(Point placement records)
## BEGIN
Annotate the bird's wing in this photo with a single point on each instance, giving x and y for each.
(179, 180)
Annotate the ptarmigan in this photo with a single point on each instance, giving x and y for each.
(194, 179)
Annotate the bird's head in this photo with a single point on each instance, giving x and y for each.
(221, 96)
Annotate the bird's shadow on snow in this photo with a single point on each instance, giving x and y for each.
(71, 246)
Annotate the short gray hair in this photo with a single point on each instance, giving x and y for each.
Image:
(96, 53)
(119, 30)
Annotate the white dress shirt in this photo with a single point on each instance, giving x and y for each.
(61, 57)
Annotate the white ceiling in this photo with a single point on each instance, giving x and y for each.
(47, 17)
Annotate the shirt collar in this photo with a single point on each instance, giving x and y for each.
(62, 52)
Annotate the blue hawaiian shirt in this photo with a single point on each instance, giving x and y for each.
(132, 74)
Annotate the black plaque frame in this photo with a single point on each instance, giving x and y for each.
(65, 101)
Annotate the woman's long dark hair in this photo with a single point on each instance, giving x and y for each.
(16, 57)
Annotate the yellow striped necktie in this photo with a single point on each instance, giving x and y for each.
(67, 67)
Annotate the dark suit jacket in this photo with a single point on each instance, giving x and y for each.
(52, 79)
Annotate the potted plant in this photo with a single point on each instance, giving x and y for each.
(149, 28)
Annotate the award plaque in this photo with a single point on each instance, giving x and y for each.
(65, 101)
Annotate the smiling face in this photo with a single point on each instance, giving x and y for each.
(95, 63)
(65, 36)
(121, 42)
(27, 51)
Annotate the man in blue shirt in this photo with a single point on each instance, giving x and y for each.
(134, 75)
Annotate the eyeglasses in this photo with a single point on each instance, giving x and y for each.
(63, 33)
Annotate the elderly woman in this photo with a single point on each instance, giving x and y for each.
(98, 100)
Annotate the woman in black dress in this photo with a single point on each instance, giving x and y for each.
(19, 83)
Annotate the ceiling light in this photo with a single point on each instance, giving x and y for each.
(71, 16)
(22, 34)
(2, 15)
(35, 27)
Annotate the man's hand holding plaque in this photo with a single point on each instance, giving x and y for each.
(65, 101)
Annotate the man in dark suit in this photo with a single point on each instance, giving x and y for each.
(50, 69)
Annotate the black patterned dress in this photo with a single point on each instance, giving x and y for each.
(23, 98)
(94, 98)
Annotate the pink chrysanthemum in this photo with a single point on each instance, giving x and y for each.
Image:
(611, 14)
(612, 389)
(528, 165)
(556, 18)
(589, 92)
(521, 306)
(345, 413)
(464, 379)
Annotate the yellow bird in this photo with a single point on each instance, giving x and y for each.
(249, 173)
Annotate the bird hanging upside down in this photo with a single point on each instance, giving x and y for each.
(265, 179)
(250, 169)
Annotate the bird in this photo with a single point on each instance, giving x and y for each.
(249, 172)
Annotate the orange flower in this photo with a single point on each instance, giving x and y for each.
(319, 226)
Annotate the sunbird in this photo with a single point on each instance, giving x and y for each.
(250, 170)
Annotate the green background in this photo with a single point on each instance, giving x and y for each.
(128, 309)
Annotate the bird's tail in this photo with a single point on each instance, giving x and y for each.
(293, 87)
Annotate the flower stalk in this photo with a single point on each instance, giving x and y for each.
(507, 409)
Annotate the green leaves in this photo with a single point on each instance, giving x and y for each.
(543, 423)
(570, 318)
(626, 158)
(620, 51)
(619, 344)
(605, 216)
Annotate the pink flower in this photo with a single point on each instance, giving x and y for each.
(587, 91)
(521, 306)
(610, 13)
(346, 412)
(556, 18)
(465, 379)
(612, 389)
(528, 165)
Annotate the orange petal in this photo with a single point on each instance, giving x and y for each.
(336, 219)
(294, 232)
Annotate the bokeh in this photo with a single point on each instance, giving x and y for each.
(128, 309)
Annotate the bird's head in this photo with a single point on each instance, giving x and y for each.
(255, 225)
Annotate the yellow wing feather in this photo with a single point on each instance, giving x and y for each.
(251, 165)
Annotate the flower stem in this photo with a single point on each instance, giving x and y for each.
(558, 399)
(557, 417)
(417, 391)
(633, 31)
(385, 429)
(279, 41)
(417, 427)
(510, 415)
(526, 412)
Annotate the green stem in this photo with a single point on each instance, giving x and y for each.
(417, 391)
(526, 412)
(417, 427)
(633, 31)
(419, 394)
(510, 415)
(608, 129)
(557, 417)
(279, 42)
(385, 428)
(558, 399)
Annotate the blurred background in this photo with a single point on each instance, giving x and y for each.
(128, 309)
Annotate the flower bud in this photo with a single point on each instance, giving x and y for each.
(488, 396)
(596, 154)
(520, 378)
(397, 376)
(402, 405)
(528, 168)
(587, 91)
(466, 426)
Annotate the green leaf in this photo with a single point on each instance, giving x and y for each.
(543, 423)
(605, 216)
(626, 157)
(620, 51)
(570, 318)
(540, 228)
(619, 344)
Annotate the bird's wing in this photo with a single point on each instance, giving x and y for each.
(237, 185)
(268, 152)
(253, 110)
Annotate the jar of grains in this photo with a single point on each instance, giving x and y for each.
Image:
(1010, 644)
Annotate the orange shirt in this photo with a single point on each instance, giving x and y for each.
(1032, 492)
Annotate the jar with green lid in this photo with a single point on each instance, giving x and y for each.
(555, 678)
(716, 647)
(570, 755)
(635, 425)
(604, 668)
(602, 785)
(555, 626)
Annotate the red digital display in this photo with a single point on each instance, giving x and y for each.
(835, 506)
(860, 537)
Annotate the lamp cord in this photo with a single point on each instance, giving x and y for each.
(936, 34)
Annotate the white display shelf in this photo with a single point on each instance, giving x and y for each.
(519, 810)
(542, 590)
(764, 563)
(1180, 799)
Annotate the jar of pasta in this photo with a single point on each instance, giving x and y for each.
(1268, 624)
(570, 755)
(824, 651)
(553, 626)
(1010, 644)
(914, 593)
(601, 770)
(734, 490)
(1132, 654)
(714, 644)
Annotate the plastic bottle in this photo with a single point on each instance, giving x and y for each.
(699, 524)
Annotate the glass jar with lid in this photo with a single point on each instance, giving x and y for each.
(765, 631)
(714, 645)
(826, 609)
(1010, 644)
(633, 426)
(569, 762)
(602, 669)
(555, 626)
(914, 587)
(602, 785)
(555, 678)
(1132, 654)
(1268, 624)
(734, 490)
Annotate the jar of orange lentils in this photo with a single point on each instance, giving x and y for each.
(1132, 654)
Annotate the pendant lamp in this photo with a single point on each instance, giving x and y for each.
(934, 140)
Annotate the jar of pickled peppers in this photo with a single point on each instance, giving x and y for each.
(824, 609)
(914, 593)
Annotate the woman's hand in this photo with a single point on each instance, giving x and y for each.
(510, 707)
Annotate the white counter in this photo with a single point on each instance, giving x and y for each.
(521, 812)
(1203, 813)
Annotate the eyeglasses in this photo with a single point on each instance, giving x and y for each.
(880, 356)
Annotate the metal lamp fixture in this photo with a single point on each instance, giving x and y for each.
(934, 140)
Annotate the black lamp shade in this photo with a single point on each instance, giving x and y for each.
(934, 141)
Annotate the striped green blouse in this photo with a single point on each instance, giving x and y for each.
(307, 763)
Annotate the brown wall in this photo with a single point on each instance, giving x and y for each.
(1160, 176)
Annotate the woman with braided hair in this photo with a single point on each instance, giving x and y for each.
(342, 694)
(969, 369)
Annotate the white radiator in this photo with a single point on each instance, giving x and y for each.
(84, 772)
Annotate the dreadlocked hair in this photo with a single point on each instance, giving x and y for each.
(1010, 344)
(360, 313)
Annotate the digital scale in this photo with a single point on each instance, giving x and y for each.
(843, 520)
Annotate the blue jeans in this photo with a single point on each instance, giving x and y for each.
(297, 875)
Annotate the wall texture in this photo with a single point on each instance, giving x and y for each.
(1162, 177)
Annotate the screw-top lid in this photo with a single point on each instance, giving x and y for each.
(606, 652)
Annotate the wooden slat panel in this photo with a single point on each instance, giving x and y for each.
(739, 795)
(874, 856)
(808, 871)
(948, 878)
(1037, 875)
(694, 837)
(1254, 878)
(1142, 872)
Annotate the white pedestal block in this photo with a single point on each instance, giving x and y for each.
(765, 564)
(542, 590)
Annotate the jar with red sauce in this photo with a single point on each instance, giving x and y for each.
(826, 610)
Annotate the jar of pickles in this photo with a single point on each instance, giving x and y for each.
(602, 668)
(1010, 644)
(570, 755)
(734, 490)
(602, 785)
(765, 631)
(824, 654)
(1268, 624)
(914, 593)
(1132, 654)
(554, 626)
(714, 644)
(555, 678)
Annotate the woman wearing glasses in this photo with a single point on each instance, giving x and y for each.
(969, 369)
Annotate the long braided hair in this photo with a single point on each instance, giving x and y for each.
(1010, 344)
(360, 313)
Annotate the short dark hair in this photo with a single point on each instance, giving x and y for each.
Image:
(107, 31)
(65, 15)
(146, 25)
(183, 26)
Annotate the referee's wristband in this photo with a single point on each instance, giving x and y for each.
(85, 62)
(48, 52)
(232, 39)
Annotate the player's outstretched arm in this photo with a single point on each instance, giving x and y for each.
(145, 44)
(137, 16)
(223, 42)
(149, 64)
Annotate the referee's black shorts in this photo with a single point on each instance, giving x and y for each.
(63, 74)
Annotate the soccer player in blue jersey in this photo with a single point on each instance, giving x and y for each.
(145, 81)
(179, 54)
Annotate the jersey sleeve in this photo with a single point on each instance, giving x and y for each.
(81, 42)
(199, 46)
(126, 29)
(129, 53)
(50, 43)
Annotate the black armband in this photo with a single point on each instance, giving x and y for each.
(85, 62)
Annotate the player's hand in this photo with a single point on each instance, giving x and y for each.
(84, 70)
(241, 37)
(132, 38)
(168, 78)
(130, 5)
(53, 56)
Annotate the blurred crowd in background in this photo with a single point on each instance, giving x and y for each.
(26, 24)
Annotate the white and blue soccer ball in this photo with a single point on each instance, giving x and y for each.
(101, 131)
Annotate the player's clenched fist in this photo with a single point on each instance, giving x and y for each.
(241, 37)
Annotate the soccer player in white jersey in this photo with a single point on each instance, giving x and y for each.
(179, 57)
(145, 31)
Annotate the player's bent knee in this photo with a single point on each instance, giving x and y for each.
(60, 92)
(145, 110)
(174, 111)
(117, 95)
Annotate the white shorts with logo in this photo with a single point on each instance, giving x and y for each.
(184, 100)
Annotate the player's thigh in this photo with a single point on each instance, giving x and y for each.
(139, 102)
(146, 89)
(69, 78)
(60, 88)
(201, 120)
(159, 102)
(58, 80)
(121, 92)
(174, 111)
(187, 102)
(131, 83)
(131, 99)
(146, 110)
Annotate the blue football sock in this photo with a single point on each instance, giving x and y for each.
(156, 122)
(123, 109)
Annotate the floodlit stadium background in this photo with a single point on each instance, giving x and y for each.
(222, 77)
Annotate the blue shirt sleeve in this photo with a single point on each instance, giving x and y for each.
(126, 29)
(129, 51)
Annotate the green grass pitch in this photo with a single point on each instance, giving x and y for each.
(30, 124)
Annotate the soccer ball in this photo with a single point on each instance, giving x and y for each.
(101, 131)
## END
Reproduce the rows above without any change, from the line containing "Annotate the green grass" through the end of the rows.

Annotate the green grass pitch in this photo with a single point on each instance, giving x and y for each.
(30, 124)
Annotate the soccer ball in this photo with a single point on each instance, giving x and y for each.
(101, 131)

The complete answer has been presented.